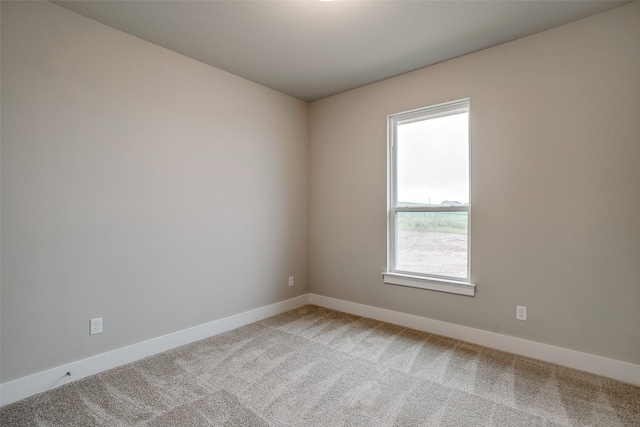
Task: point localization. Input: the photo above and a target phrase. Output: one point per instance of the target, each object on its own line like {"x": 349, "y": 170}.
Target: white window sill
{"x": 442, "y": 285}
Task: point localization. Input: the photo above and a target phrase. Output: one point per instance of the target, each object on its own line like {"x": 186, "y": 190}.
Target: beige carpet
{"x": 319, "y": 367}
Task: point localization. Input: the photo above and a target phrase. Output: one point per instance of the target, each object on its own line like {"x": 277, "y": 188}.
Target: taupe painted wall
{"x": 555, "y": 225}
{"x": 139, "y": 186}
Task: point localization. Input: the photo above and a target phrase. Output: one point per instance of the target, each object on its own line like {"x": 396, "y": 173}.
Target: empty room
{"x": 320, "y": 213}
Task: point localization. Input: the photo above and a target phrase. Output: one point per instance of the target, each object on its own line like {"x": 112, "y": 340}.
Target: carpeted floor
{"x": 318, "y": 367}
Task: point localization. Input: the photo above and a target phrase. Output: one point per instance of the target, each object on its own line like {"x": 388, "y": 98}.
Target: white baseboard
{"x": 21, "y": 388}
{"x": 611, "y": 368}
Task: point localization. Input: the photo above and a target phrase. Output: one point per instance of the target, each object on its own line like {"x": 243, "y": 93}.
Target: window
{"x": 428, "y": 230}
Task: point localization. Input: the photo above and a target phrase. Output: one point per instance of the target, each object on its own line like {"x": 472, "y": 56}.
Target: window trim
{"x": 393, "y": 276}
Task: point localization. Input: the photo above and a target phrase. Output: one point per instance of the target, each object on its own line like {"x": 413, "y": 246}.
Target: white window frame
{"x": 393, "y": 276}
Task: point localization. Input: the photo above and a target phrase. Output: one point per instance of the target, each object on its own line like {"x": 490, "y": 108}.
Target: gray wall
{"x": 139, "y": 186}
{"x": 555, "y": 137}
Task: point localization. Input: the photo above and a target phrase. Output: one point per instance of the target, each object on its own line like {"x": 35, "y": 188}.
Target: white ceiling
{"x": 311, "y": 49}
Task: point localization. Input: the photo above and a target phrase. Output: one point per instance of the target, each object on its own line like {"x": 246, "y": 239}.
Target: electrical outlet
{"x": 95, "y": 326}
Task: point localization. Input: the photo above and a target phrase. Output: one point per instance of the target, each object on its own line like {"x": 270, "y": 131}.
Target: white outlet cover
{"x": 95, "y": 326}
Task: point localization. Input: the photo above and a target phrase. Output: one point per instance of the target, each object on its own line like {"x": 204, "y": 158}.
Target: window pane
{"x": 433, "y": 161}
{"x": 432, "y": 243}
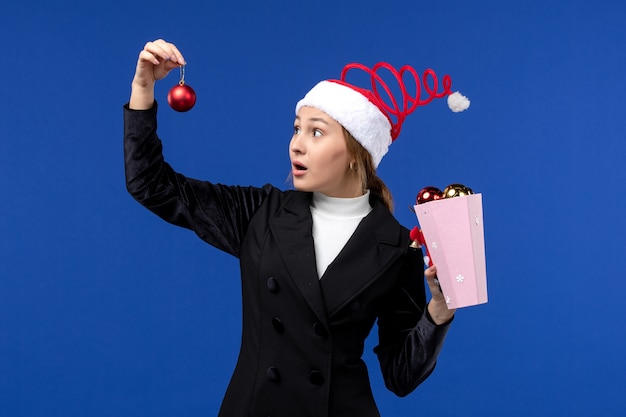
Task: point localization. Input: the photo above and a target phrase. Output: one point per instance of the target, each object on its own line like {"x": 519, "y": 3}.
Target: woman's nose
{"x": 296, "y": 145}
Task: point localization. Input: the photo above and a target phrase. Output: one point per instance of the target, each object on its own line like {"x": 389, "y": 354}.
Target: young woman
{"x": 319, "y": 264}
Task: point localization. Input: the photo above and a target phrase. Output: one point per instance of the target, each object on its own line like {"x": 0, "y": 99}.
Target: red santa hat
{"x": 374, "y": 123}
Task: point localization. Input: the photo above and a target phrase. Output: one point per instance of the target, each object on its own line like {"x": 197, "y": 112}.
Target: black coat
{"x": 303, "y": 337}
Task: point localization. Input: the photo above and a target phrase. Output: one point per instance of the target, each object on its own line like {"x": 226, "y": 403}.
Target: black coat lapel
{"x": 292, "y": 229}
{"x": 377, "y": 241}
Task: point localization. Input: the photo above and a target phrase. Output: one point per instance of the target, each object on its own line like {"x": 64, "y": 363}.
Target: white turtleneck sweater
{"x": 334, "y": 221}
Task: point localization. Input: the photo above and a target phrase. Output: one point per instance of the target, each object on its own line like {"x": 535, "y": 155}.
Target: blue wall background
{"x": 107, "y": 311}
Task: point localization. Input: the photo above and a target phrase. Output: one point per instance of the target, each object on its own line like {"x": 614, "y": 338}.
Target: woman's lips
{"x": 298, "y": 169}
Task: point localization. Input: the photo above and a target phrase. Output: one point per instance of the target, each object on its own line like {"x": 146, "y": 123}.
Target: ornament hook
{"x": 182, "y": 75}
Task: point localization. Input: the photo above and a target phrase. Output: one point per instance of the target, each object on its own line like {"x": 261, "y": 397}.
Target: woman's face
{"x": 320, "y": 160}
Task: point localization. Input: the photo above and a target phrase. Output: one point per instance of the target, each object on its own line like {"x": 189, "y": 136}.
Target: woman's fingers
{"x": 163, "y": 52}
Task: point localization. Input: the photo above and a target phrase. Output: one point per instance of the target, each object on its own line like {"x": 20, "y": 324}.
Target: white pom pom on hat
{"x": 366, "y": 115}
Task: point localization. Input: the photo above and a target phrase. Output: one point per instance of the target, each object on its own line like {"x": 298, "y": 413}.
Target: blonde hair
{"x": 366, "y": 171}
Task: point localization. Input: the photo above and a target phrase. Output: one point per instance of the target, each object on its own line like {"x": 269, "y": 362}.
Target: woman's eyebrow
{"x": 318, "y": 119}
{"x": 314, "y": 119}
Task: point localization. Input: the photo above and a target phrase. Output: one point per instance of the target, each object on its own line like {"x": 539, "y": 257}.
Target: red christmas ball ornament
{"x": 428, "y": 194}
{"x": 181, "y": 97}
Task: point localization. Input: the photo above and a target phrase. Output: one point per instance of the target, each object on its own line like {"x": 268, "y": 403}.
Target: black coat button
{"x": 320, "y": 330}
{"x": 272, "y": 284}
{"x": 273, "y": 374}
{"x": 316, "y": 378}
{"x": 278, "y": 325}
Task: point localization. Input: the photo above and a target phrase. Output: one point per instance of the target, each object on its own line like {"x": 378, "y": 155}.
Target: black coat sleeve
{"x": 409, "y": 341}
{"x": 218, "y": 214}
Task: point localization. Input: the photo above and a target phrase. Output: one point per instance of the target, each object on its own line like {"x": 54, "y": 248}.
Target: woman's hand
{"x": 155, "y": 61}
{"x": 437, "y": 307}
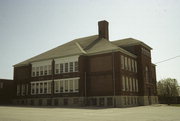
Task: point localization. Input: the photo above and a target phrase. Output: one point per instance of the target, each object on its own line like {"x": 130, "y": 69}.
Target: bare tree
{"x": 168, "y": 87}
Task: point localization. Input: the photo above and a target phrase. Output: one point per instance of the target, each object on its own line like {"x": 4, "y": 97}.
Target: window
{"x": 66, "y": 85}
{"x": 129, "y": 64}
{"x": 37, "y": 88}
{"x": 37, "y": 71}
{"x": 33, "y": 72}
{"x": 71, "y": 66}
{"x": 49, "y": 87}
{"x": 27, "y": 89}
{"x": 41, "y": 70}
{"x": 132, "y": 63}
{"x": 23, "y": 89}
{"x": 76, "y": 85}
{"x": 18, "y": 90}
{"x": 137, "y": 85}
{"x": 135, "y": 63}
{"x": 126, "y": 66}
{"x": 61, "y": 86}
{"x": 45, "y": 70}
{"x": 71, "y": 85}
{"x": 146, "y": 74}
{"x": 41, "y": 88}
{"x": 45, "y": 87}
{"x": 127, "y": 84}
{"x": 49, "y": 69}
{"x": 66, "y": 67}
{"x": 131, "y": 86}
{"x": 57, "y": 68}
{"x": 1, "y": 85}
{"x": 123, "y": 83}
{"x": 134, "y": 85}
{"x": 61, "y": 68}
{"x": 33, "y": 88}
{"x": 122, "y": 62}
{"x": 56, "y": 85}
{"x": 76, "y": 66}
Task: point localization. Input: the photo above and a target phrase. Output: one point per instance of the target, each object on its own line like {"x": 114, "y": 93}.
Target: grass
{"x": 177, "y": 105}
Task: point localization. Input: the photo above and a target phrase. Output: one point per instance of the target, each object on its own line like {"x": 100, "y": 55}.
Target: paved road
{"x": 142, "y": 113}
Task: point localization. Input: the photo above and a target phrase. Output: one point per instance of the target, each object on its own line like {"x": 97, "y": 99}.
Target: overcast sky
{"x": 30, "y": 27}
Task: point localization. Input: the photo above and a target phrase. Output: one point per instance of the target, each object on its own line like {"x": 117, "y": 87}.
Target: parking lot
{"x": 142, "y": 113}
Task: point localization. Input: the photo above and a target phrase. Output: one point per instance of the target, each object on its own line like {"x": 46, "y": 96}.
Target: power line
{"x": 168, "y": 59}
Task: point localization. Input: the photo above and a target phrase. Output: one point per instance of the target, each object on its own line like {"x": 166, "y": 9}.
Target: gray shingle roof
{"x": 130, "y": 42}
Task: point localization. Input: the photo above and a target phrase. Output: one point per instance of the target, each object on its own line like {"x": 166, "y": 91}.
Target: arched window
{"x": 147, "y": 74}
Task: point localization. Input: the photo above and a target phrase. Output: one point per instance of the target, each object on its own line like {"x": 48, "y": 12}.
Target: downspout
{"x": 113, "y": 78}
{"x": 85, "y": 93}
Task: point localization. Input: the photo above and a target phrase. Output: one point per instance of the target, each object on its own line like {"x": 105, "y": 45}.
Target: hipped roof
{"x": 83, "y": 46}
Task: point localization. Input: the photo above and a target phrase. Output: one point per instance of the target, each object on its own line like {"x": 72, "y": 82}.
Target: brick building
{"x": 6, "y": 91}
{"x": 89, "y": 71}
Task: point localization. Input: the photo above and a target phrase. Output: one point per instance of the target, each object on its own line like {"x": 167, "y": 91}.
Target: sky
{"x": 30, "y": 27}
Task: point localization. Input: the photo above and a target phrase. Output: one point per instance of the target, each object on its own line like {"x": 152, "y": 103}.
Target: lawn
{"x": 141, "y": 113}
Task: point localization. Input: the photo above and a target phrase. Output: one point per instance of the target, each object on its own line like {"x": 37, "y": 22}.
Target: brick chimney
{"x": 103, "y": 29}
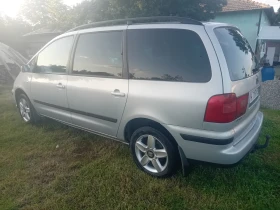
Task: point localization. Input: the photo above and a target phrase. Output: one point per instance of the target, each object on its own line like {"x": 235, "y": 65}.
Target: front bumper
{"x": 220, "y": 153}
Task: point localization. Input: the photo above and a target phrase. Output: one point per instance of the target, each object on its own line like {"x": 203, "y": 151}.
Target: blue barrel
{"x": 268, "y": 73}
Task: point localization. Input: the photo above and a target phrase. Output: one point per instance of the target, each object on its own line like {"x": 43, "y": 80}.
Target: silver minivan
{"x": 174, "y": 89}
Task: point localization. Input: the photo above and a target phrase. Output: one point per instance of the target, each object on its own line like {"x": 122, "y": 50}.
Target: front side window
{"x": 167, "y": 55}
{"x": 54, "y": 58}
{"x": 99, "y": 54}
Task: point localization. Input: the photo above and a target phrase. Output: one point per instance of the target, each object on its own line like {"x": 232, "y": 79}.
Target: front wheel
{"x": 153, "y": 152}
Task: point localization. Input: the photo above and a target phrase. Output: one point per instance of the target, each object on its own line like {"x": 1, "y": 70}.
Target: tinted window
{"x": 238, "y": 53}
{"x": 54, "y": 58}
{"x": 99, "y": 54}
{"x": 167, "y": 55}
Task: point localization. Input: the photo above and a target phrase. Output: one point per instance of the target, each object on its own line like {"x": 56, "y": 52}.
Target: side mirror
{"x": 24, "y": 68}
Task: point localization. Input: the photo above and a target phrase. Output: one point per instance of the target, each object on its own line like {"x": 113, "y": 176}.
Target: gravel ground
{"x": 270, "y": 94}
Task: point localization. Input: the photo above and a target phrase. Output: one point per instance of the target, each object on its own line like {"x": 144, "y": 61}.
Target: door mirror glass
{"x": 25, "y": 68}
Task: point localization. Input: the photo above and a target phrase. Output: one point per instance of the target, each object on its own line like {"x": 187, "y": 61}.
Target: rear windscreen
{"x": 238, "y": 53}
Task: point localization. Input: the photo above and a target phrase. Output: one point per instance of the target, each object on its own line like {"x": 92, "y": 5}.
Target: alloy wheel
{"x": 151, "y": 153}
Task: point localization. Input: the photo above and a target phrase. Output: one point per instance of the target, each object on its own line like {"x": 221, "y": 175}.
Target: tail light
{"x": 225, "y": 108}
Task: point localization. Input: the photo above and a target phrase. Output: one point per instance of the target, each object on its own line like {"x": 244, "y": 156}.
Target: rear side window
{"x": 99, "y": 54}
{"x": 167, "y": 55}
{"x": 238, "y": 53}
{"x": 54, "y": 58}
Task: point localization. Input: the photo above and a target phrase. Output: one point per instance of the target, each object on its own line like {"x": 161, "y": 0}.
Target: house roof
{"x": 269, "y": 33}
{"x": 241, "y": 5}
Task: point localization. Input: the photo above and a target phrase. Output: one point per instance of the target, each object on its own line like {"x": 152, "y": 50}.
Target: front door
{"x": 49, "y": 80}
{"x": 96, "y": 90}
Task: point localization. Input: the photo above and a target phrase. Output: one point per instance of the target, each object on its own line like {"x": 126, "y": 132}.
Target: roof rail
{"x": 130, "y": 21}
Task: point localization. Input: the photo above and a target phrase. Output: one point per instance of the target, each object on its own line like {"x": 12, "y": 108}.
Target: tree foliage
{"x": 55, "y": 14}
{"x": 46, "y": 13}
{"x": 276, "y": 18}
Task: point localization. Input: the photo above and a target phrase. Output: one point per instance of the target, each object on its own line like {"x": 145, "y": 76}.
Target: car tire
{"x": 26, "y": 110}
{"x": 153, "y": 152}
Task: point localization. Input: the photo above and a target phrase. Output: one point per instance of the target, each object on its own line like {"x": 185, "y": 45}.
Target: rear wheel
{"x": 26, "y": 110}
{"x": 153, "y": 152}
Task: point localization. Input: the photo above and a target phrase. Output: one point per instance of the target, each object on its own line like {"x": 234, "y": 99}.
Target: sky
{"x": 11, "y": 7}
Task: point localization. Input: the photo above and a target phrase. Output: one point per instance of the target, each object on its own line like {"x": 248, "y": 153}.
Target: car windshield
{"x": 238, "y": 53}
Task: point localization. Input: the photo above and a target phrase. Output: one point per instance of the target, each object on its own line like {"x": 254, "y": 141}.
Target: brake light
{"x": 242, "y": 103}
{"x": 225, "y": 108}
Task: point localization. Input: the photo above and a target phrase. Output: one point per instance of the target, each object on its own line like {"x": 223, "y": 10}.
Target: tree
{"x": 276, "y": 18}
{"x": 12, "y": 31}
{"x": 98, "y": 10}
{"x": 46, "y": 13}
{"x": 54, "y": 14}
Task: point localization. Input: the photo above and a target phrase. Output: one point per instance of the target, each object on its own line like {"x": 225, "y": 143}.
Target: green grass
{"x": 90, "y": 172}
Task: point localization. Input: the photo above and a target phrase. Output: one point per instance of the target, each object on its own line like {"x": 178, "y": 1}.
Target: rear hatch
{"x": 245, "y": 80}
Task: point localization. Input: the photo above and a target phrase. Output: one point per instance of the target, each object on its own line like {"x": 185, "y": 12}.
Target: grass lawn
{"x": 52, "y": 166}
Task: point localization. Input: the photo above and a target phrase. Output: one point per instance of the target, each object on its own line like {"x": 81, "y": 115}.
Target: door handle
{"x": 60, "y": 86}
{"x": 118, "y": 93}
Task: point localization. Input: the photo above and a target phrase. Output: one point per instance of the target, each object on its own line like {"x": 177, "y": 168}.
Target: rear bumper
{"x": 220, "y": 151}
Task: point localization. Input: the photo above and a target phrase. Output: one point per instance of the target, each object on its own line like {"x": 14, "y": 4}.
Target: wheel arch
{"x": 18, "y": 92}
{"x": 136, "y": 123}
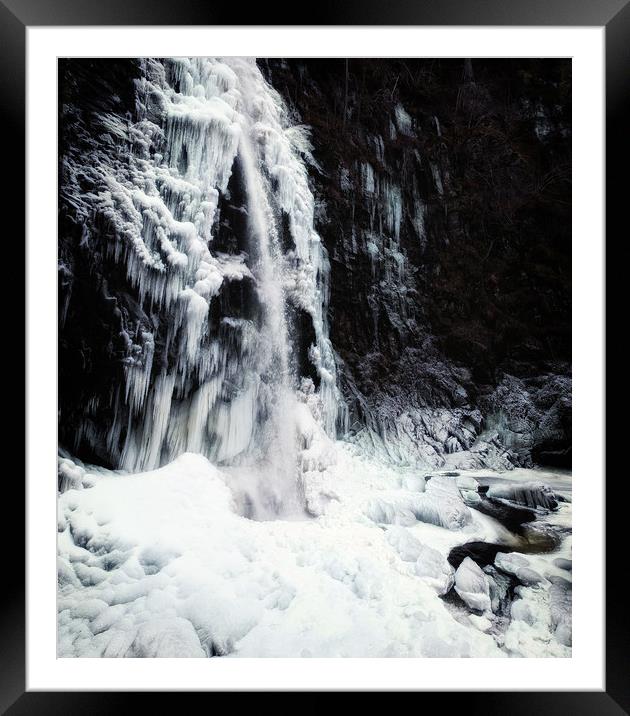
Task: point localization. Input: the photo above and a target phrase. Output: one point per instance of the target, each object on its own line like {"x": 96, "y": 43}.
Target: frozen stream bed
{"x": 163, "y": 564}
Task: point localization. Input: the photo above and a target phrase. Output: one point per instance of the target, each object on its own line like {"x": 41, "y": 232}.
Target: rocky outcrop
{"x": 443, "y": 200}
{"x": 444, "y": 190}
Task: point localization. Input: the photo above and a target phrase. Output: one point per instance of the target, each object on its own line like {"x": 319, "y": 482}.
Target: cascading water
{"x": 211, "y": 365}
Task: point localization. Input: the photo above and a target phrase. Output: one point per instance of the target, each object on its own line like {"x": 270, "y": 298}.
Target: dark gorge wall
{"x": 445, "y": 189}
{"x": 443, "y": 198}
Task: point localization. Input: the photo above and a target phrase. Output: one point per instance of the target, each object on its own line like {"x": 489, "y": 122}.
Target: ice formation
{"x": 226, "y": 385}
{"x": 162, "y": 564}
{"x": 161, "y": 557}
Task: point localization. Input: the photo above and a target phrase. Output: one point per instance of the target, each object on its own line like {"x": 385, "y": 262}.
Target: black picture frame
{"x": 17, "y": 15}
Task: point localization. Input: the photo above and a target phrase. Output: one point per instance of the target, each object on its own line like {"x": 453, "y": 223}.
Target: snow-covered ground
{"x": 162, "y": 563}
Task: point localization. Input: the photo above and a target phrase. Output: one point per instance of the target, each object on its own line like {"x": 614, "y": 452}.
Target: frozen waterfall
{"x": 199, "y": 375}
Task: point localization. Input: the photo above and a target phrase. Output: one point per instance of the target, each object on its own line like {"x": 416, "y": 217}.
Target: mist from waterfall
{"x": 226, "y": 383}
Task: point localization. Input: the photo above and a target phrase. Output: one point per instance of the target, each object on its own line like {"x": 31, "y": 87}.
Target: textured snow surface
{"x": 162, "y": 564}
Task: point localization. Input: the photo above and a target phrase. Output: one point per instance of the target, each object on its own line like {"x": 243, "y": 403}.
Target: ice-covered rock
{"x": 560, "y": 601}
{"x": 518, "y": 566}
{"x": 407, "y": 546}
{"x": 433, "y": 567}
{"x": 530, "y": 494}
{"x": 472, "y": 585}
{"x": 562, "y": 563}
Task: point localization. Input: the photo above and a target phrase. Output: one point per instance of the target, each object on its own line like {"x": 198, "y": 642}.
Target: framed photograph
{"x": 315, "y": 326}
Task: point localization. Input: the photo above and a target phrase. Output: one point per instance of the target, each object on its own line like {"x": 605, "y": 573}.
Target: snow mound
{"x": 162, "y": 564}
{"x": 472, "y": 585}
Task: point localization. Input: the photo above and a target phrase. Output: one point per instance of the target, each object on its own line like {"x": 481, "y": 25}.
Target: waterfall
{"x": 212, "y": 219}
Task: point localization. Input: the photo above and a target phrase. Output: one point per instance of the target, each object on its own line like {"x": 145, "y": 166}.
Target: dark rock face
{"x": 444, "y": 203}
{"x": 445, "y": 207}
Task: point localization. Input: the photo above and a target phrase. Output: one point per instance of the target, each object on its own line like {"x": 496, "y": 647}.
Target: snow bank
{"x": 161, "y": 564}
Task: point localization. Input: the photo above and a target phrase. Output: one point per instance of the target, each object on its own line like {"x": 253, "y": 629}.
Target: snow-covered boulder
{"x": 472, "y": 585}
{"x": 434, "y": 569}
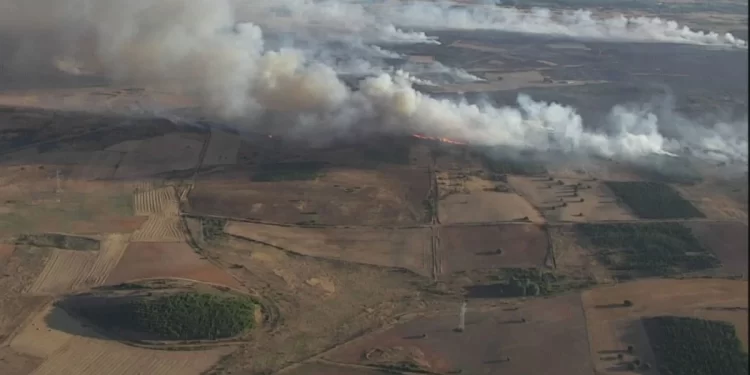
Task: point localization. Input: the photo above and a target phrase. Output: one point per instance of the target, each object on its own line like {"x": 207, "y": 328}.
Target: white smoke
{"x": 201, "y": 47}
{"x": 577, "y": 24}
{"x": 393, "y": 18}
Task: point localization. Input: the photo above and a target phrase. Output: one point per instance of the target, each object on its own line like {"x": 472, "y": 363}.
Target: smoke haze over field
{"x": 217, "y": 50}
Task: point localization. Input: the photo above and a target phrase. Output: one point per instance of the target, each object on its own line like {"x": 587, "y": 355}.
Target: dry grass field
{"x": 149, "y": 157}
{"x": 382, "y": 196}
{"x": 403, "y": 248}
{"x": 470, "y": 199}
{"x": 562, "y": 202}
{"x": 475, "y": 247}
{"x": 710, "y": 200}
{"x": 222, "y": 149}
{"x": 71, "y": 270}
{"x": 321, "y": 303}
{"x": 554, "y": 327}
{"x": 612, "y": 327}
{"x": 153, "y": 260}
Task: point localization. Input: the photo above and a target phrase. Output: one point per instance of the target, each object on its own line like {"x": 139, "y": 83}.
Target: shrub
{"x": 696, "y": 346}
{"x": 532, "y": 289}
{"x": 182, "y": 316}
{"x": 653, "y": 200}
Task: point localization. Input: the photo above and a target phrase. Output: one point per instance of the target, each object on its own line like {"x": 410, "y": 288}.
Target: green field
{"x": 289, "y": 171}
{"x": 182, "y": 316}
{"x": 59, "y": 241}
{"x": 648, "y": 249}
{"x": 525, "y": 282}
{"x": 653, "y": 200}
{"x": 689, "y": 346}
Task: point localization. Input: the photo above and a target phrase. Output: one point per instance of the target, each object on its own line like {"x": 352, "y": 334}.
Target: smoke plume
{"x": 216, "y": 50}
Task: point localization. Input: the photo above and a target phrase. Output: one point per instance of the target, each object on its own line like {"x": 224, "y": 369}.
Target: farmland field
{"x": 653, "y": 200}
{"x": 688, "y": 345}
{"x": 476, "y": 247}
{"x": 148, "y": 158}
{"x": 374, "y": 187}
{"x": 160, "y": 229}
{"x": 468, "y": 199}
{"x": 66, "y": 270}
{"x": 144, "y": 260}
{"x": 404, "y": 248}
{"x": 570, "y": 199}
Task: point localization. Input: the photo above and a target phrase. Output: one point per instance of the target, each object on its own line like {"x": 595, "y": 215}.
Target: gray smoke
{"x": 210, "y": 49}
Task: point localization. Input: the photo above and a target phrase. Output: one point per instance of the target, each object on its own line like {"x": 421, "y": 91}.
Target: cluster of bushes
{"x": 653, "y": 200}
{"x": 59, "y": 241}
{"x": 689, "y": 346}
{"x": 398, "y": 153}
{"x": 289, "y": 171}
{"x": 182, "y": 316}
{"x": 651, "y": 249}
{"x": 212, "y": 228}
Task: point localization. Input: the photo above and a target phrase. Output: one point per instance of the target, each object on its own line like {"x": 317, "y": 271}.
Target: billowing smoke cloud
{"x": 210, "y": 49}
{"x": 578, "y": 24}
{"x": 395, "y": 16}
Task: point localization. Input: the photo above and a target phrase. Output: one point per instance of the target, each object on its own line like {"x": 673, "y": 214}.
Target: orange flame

# # #

*The exercise*: Pick out every line above that contains the string "coat" and copy each one in full. Case counts.

*Right answer*:
Target: black coat
Target: black coat lapel
Target: black coat button
Target: black coat sleeve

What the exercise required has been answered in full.